[Records drawn from a dataset]
────
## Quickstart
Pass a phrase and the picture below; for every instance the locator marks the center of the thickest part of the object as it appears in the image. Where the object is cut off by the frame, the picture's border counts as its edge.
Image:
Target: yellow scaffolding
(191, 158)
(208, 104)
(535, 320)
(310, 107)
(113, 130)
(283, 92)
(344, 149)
────
Assigned task :: Reproduce all the data word for word.

Reply ::
## Quickstart
Pass a phrase and the picture below; for every instance the locator marks the center of the thickest part of the object as it appears in the image. Where the object is cut off by the frame, the picture's border counts as its edge.
Image:
Target: yellow scaffolding
(191, 158)
(208, 104)
(535, 320)
(310, 107)
(113, 130)
(283, 92)
(344, 149)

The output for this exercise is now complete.